* What you have to do: Whenever a line in the entries includes the word "blue", copy that line out.

* Source material:
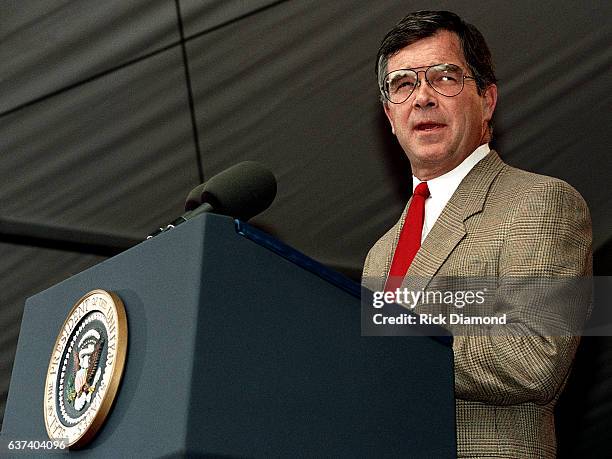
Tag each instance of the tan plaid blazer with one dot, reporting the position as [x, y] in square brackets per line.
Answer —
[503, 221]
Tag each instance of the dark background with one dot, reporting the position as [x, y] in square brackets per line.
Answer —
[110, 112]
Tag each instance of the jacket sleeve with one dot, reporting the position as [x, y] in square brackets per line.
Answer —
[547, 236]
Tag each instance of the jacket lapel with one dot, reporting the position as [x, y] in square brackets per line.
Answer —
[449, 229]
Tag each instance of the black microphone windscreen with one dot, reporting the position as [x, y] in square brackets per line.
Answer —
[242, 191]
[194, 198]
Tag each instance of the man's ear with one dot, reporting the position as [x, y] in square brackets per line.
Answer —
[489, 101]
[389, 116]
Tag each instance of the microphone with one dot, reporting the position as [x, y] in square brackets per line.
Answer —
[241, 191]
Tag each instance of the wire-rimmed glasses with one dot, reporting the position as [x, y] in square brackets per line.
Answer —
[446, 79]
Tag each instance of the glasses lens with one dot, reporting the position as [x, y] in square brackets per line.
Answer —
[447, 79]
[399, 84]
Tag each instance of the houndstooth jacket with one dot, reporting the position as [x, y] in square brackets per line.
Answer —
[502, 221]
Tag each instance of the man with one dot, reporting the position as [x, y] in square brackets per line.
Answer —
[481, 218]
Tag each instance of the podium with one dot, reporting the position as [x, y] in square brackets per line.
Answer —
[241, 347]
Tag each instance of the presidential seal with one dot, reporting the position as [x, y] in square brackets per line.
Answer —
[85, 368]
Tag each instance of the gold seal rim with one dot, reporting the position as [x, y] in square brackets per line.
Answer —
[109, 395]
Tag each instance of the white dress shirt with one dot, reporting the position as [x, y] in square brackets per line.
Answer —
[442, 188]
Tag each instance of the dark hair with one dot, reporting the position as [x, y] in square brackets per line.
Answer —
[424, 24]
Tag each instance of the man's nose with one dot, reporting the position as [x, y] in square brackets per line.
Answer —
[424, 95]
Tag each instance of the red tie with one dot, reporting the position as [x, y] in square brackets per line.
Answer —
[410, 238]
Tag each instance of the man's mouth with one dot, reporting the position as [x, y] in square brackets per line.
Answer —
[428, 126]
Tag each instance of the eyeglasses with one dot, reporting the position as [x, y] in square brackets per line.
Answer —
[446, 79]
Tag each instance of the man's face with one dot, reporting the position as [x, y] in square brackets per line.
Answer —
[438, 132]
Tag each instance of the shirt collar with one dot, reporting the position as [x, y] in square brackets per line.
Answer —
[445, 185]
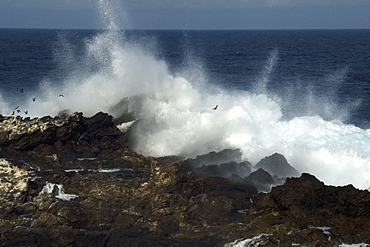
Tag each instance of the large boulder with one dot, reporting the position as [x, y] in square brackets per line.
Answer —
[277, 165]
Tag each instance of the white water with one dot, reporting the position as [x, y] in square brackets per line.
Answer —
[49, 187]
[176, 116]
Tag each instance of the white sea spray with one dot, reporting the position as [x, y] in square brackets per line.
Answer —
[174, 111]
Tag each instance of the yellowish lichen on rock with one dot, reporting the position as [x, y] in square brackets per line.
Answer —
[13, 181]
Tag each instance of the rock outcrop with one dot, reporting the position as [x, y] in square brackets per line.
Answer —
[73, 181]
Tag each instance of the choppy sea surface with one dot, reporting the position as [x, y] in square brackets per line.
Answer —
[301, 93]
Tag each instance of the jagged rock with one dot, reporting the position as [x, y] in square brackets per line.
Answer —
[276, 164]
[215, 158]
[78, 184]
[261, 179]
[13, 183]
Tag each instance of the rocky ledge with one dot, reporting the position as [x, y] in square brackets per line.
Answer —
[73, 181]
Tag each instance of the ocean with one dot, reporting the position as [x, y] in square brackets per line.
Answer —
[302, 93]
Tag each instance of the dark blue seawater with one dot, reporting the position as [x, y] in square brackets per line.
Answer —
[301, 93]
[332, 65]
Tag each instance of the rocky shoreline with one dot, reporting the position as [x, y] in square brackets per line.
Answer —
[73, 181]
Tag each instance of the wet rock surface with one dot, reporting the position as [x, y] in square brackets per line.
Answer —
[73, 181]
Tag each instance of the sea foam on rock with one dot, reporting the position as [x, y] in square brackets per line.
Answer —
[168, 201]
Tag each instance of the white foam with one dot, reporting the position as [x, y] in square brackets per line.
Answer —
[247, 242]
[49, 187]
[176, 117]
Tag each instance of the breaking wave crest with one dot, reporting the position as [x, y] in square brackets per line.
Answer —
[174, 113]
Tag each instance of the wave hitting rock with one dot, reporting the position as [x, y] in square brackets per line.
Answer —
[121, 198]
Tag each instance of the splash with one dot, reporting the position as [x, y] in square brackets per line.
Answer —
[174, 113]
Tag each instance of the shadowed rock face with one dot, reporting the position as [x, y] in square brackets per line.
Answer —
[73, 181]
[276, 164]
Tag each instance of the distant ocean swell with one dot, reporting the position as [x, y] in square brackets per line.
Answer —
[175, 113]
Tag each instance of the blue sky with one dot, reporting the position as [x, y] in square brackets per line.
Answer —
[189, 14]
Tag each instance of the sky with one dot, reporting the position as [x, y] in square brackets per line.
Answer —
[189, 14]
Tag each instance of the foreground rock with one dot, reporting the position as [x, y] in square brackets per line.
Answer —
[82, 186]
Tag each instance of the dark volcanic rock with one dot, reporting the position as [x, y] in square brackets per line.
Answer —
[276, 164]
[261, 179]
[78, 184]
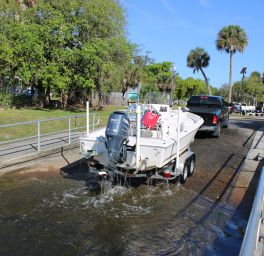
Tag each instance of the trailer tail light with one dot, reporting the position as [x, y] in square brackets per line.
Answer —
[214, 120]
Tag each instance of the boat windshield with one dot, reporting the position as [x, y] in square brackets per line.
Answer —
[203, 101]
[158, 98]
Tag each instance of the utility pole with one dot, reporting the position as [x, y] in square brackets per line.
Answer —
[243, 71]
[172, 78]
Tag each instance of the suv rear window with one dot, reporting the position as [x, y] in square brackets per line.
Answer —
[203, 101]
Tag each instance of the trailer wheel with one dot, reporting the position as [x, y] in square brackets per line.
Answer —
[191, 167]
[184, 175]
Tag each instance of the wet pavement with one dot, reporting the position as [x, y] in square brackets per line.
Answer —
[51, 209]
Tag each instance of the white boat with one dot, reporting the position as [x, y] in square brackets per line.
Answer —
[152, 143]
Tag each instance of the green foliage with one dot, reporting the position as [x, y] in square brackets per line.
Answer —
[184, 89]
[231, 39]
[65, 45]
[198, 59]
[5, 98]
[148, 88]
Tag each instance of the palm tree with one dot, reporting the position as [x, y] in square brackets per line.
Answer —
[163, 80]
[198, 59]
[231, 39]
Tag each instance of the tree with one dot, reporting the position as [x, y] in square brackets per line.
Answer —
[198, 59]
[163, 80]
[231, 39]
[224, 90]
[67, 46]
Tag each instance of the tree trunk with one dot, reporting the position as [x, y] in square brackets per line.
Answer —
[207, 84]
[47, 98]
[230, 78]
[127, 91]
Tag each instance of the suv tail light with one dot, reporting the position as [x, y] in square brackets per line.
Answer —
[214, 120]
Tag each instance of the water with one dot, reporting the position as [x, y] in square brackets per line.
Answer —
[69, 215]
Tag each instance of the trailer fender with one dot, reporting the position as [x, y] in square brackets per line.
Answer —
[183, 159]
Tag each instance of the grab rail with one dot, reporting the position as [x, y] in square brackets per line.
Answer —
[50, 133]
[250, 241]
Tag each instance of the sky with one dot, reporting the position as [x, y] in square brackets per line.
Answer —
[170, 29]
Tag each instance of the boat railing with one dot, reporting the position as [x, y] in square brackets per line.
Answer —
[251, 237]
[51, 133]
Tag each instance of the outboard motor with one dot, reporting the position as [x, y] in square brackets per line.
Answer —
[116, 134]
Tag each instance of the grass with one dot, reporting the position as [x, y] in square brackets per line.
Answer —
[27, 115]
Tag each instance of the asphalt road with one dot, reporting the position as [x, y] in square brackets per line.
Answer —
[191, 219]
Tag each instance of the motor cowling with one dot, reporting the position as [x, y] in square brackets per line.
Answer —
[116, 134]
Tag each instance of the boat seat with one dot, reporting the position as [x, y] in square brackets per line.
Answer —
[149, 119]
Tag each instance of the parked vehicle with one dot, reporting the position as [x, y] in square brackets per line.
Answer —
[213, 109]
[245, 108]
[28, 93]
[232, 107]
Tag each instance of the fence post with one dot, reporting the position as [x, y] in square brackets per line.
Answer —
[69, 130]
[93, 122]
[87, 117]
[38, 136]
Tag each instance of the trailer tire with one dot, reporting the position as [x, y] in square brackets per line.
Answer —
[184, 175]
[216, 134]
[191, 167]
--
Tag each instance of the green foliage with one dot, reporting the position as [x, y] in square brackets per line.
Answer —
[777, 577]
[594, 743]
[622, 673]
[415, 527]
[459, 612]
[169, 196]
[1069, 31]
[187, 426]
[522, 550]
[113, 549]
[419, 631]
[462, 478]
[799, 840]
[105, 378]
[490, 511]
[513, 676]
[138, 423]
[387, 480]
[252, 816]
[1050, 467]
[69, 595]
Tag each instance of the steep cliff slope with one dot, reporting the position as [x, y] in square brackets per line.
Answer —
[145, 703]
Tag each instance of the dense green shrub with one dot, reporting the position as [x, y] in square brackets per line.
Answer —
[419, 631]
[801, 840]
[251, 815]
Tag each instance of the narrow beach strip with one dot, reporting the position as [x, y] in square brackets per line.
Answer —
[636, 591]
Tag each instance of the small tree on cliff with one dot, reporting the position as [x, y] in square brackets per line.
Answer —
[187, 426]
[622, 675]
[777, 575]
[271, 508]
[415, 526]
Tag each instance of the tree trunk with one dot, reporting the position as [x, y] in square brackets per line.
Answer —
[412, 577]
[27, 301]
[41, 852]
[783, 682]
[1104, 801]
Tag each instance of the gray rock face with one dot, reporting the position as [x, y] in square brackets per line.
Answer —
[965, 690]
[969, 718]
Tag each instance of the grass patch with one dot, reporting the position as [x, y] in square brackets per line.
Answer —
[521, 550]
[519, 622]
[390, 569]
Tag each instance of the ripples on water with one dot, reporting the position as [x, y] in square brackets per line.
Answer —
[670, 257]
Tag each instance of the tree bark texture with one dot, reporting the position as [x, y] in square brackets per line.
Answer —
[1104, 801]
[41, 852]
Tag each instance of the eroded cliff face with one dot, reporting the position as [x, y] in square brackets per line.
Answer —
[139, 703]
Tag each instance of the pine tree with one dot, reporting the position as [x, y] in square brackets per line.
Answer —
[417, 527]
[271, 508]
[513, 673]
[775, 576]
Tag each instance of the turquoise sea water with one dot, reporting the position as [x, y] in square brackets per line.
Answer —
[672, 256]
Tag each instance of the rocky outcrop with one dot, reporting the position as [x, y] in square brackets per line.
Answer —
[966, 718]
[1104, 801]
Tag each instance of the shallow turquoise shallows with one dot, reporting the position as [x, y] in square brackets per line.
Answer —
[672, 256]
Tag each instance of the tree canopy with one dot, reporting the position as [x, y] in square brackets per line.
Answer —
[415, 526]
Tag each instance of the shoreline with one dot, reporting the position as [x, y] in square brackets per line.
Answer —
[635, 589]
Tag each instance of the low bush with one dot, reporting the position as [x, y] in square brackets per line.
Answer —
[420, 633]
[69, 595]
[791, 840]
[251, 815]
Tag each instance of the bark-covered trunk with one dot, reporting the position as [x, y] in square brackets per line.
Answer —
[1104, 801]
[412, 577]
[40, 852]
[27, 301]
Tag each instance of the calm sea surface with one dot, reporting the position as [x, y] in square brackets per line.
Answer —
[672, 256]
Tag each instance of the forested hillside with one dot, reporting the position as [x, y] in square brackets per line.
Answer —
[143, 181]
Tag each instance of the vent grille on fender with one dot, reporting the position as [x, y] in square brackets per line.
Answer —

* The answer:
Tag each instance of the dark blue seawater with one dot, reporting the position as [x, y] in square brackets per line.
Tag each instance of the blue sky with one dot, reporting the position as [x, y] in square brackets per line.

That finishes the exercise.